## [Problem A]
For each statement, say yes or no on whether the post on initializing unions agrees with it, and quote the deciding words: (i) the writer likes the first form for its brevity; (ii) the ",," notation has its precedent in C; (iii) the writer expects the first form to be free of errors.
## [Problem B]
In the post on initializing unions, what program is given as the posting front end?

Posting-Front-End: GNU Emacs 18.41.4 of Mon Mar 23 1987 on bu-cs (berkeley-unix)



My relatively worthless 2c:

union foo {
	int a;
	char *p;
	double foo;
} u[] = {
	{0,,},		/* init the int */
	{,NULL,},	/* init the char *
	{,,0}		/* init the double */
};

Or, similarly:

union foo goo[] = {
	{0,void,void},		/* init the int */
	{void,NULL,void},	/* init the char * */
	{void,void,0}		/* init the double */
};

or very similarly:

union foo goo[] = {
	{0,(void),(void)},	/* init the int */
	{(void),NULL,(void)},	/* init the char * */
	{(void),(void),0}	/* init the double */
};

Seems all that is needed is a way to specify positional parameters,
any of these would do and all have slightly different historical
precedent (the first ",," not C, but macro assemblers.) I like the
first for its brevity (tho it would be error prone) and the last two
for their C-ish style.

Anyhow, that and several hundred million $$ will pay off the nat'l debt.

	-Barry "voidoid" Shein, Boston University

brett@wjvax.UUCP (Brett Galloway) (04/30/87)

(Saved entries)
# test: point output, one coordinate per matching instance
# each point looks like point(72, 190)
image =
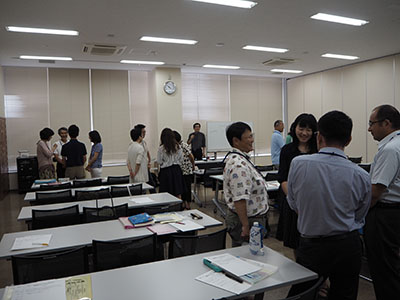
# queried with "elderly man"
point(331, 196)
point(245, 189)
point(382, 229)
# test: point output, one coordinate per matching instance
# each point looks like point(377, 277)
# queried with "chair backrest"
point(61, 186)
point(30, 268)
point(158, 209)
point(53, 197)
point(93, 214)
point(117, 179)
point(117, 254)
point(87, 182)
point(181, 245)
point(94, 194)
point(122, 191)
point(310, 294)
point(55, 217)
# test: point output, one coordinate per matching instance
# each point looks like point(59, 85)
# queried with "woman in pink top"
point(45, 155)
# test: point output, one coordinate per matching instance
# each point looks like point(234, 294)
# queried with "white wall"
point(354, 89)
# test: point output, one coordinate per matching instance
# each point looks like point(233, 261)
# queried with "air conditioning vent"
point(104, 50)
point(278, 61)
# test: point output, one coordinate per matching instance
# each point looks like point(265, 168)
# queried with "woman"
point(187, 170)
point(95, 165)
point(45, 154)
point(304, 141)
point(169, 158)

==

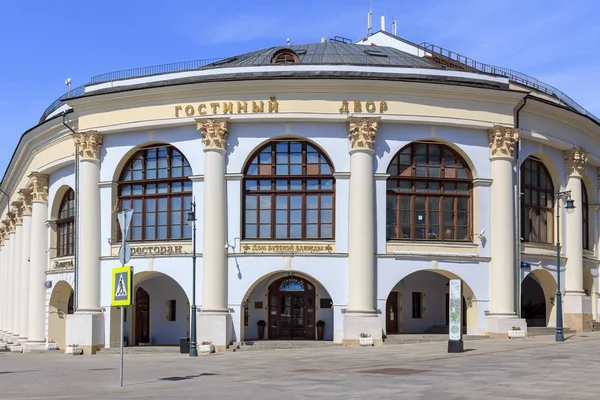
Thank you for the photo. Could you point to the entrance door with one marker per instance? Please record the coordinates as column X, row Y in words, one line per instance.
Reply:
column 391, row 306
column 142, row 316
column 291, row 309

## [Exercise output A]
(i) Yes: "I like the first for its brevity"
(ii) No: "the first ",," not C, but macro assemblers."
(iii) No: "tho it would be error prone"

## [Exercise output B]
GNU Emacs 18.41.4